Entries taken from a collection:
=== Section Start ===

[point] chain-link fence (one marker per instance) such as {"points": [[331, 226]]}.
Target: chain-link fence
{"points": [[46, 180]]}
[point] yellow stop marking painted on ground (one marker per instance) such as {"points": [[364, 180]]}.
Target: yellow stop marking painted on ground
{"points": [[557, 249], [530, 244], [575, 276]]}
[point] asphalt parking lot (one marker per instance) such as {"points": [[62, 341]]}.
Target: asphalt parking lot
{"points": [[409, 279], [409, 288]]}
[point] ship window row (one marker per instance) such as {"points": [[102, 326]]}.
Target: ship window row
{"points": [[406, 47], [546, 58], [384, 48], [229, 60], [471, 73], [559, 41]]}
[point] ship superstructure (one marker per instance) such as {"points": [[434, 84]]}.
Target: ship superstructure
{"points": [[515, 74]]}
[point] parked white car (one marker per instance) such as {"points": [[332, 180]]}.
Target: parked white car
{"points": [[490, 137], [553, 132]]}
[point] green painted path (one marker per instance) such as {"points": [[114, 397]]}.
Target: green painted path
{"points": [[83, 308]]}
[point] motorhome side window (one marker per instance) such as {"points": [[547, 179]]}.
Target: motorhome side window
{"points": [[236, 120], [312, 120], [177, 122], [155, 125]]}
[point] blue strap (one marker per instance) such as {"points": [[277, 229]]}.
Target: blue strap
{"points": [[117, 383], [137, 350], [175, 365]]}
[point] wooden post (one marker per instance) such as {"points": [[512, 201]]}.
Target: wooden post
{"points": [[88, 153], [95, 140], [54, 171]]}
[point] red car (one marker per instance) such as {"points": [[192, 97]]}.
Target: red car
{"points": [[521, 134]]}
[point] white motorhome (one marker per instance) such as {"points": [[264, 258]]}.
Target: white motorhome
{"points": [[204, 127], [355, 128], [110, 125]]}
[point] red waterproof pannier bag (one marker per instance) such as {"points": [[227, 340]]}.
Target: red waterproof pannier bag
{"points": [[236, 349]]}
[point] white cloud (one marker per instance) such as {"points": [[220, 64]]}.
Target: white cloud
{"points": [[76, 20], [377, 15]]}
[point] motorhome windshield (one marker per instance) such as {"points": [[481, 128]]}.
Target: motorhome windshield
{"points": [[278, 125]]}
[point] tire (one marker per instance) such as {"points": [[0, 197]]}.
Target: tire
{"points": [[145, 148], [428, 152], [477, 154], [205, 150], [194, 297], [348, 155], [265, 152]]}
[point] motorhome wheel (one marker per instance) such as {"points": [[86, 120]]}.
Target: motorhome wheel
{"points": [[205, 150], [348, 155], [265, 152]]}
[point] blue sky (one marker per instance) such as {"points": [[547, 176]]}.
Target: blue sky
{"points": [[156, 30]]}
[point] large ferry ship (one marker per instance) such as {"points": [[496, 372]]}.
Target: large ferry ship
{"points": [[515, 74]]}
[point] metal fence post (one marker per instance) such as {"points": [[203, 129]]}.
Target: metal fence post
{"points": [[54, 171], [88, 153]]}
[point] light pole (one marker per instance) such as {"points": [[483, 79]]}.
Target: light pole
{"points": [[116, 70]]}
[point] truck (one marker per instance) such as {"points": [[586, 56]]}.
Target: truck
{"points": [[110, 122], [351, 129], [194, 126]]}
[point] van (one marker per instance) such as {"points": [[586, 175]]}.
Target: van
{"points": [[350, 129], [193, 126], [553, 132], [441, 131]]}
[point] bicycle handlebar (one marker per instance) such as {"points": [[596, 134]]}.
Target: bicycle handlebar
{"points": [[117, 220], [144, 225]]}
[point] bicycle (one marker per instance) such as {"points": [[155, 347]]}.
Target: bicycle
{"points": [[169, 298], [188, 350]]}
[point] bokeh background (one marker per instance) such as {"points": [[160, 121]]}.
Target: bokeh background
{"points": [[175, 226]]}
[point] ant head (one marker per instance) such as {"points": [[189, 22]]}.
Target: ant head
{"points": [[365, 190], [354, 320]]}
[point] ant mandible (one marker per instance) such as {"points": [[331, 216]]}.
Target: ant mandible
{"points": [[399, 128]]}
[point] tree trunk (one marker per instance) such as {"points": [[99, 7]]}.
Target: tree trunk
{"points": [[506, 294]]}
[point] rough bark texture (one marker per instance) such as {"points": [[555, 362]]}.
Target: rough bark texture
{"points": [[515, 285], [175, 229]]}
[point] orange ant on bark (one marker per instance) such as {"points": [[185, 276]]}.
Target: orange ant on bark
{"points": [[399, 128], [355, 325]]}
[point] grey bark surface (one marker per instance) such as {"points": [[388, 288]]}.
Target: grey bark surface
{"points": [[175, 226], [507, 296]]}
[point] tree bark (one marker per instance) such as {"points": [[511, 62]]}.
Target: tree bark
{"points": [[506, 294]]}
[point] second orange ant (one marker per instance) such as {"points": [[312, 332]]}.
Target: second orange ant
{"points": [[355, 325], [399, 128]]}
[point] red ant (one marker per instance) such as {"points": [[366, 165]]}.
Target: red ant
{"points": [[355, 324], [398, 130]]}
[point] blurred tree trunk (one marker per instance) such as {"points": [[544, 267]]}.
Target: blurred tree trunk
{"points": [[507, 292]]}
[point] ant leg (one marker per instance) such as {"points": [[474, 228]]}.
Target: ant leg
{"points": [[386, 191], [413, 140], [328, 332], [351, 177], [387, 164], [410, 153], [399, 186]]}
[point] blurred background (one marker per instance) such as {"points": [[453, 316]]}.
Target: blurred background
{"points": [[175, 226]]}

=== Section End ===

Exercise goal:
Retype only the stretch of lines above starting at the one with "Target: green painted path" and stopping at the one with "[point] blue strap", exactly as written, with both kept.

Exercise answer:
Target: green painted path
{"points": [[83, 308]]}
[point] motorhome side window (one marker per instance) such as {"points": [[547, 179]]}.
Target: motorhome side window
{"points": [[236, 120], [312, 120], [177, 122], [155, 125]]}
[point] blue strap (one marker per instance) such as {"points": [[277, 229]]}.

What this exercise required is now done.